### Aim of the task
Copy the following lines word for word, with nothing changed.

### Items
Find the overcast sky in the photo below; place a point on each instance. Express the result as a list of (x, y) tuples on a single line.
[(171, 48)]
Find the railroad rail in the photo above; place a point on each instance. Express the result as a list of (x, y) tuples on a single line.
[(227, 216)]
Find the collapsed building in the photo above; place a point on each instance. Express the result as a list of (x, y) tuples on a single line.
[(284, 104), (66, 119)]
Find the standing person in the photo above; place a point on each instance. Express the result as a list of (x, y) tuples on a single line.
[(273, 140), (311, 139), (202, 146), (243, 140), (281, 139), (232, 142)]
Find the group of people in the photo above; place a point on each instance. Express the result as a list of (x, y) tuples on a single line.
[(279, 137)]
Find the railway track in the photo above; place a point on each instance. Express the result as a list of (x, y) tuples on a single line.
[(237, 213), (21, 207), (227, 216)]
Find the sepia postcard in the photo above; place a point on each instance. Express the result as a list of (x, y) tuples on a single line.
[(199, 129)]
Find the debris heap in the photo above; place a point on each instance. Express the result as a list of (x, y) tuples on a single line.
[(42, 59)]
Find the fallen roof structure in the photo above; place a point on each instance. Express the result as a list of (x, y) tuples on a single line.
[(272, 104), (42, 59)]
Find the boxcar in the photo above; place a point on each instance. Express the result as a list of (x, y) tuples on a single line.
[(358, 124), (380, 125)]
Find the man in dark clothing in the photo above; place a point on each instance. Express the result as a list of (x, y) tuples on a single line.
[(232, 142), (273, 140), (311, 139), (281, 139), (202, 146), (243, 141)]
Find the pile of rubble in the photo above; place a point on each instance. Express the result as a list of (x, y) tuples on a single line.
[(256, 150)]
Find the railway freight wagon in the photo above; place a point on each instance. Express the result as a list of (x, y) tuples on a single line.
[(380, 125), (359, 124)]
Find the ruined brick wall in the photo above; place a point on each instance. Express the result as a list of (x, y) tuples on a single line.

### Result below
Find the overcast sky in the photo below; place a point on each instance. Express the result as a list of (x, y) tuples on a single line.
[(171, 48)]
Find the railroad rail in the photo above; place a point on each instance. Express the result as a list of (x, y) tuples on a single line.
[(227, 216)]
Find the collapsed building in the photo above; place a point on each instance. Express the result as a list of (x, y) tuples on a single line.
[(284, 104), (66, 119)]
Find the standing person in the photo above; place a point on each instance. Express the result as a list of (x, y) tuples on a single line.
[(273, 140), (311, 139), (202, 146), (243, 140), (281, 139), (232, 142)]
Find the group of people in the photo above; place a point on each instance. Express the result as a list of (x, y) tuples on a single line.
[(279, 137)]
Find the railway track in the photo above; place a point on each instance. Express the result as a list of (x, y) tuples on a single line.
[(237, 213), (21, 207), (227, 216)]
Find the sepia postcard in the photo above; place a point on each instance. Express the result as a list of (x, y) tuples on a single line.
[(199, 129)]
Find the debris heap in the photo above; place a point on each instance. Express the result as a list of (x, y) tuples on a single line.
[(42, 59)]
Find the fallen roof structure in the photo above; place a point on each instance. Express the result as a list of (x, y) tuples on a single line.
[(272, 104), (42, 59)]
Find the boxcar in the photo above; place a point on each instance. Express the result as a list of (x, y) tuples on a single line.
[(358, 124), (380, 125)]
Find the man in dark clothing in the photo above; place a point on each instance. Express the result as a list of (x, y) tuples on a single line.
[(232, 142), (273, 140), (311, 139), (281, 139), (202, 146), (243, 141)]
Find the pile of rubble in the photo above; place a point on each instance. Express the result as a list of (x, y) tuples on a single line.
[(256, 150)]
Find the railway freight wagon in the photo above; place a point on each instance. Express the result as a list of (x, y) tuples on a single line.
[(380, 125), (359, 124)]
Find the ruined brick wall in the photo above; place a point on each instance. Express the result as a list of (x, y) tuples on a single line.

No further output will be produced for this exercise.